-- START OF Text segment --

# Hunt on 17A



## ryan14410 (Nov 8, 2012)

Anyone on here have the 17A hunt? Lookin' to find a partner to continue scouting and to hunt with during the general season on the Wasatch West. This will be my first time hunting. I'd feel safer if I wasn't alone.


----------



## Jeff Bringhurst (May 20, 2009)

ryan14410 said:


> Anyone on here have the 17A hunt? Lookin' to find a partner to continue scouting and to hunt with during the general season on the Wasatch West. This will be my first time hunting. I'd feel safer if I wasn't alone.


I have a tag for 17a and I am going alone. My wife would feel a whole lot better if I were to buddy up.

Jeff


----------



## ryan14410 (Nov 8, 2012)

PM Sent to you Jeff.


----------



## DarKHorN (Mar 4, 2012)

One thought comes to mind here. Cheto dust.

-- END OF Text segment --
-- START OF Extracted data --

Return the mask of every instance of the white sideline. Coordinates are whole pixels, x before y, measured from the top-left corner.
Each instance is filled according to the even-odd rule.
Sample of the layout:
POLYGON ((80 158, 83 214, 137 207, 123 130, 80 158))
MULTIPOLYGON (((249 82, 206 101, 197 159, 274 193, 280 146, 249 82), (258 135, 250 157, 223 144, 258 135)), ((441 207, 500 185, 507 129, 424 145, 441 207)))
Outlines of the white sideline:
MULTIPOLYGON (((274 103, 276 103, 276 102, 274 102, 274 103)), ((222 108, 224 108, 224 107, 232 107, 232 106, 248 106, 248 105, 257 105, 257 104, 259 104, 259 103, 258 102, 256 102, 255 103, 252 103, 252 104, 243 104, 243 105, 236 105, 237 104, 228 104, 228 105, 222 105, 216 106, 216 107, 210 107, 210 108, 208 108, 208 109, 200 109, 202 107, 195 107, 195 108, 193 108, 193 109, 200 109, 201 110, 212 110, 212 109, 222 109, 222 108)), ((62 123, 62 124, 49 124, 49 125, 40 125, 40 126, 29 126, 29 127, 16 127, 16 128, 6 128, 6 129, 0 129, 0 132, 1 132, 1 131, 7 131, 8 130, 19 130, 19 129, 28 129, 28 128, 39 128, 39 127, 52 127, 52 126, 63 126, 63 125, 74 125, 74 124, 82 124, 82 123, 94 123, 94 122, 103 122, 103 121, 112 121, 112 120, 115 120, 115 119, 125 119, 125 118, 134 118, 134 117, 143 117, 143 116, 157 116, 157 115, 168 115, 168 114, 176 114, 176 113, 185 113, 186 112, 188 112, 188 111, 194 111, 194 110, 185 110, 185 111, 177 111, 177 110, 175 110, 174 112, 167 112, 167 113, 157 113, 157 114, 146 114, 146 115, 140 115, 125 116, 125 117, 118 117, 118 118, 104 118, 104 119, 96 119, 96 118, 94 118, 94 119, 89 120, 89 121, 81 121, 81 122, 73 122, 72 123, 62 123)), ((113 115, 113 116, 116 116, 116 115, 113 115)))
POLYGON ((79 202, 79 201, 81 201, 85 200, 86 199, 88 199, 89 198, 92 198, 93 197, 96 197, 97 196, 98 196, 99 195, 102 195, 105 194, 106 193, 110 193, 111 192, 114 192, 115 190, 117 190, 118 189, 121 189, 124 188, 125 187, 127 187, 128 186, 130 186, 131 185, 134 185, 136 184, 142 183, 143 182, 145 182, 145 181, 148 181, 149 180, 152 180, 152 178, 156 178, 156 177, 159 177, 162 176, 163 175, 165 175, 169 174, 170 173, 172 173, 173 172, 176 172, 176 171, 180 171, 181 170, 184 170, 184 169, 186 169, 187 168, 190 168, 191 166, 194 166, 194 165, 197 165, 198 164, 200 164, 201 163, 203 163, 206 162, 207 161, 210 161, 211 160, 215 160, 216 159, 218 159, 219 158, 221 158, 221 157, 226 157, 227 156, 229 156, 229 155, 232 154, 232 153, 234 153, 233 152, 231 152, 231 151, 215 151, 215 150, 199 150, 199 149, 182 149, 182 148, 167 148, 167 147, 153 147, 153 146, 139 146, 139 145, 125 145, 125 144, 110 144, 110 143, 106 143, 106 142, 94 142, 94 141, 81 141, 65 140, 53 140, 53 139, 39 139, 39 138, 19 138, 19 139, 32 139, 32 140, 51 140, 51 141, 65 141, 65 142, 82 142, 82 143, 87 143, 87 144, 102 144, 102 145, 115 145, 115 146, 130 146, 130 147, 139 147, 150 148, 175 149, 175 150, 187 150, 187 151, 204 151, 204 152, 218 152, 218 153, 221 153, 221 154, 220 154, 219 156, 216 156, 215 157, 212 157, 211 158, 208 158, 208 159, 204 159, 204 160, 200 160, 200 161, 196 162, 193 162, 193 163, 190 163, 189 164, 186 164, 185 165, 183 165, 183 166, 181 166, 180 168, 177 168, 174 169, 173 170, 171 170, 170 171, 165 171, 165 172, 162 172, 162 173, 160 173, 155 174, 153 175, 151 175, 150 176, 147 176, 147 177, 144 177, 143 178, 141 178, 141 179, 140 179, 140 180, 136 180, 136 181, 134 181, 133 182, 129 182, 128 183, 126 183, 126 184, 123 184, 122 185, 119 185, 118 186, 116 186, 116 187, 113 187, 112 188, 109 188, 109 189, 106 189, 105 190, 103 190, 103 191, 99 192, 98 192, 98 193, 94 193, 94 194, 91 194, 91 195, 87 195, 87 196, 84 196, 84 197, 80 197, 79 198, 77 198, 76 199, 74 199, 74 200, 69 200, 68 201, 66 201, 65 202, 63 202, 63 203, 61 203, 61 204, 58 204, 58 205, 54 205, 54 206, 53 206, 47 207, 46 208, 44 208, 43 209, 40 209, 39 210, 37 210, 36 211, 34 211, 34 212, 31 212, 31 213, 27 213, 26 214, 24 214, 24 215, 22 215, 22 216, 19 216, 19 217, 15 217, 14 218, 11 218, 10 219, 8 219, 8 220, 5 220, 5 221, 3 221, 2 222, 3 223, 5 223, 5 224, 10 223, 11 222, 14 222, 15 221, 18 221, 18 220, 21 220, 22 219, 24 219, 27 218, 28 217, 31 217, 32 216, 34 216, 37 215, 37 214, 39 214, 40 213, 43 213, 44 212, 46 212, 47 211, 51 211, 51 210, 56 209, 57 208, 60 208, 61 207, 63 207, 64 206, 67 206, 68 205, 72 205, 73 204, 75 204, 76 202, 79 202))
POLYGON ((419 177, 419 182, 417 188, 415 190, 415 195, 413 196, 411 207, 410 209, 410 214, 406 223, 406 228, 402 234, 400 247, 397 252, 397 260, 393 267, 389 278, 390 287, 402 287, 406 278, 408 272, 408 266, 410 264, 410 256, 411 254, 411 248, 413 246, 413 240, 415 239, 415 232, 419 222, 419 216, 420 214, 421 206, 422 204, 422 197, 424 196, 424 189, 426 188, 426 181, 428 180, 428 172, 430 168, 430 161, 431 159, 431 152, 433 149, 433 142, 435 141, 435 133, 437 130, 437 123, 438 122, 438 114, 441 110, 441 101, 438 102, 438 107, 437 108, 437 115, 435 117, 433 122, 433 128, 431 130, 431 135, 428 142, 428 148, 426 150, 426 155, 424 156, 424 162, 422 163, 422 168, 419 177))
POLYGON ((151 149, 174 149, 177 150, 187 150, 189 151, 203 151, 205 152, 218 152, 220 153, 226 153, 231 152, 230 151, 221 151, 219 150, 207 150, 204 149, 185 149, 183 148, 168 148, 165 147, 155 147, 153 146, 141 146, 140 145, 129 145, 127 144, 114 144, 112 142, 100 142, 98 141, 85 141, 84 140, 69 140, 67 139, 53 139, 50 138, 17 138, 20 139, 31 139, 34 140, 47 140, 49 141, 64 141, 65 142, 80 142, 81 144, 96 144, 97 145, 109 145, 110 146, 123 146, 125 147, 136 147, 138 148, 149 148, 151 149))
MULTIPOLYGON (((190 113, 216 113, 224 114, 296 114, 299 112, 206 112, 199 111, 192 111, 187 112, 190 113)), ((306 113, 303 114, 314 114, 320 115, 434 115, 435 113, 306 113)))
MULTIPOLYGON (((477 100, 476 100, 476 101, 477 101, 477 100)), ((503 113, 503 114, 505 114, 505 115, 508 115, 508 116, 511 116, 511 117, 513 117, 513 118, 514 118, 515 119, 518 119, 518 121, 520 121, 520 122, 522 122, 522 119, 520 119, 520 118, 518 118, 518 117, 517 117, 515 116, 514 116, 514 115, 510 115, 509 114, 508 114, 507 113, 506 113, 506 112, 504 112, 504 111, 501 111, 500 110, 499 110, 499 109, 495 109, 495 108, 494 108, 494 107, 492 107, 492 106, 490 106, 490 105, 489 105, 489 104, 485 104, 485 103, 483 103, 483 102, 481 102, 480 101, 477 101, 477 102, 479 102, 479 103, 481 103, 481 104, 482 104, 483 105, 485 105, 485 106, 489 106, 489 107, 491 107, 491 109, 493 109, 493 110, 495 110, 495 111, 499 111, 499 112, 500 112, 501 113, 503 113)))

-- END OF Extracted data --

● **Problems to solve**
1. For the 17A hunt thread, decide whether each statement agrees with it: (a) Jeff Bringhurst plans to go on the 17A hunt alone; (b) ryan14410 has hunted before; (c) ryan14410 sent Jeff a PM. Answer yes or no for each, and quote the deciding words.
2. Set down the passage of the 17A hunt thread starting with "## Jeff Bringhurst" and going on through "to buddy up.".
3. List every username that posts in the 17A hunt thread.

● **The answers**
1.
(a) Yes: "I have a tag for 17a and I am going alone."
(b) No: "This will be my first time hunting."
(c) Yes: "PM Sent to you Jeff."

2.
## Jeff Bringhurst (May 20, 2009)

ryan14410 said:


> Anyone on here have the 17A hunt? Lookin' to find a partner to continue scouting and to hunt with during the general season on the Wasatch West. This will be my first time hunting. I'd feel safer if I wasn't alone.


I have a tag for 17a and I am going alone. My wife would feel a whole lot better if I were to buddy up.

3.
ryan14410
Jeff Bringhurst
DarKHorN